### EXTRACTED RECORDS:
+ + + + + + +
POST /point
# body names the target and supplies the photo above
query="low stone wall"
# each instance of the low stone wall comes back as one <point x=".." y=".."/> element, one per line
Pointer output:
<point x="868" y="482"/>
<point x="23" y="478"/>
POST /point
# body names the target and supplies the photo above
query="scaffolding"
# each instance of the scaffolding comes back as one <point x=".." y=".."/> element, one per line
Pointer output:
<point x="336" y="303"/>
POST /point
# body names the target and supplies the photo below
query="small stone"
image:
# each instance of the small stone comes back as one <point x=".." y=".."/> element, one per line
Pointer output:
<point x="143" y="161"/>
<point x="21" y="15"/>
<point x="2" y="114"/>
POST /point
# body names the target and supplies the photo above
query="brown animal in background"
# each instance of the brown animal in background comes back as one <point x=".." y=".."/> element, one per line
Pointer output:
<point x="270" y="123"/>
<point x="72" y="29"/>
+ + + + + + +
### WHAT THIS TASK INVOLVES:
Some lines contain the word "scaffolding". Pull each one out of the listing.

### RESULT OF THIS TASK:
query="scaffolding"
# each instance of the scaffolding comes back as one <point x=".." y=".."/> element, one per line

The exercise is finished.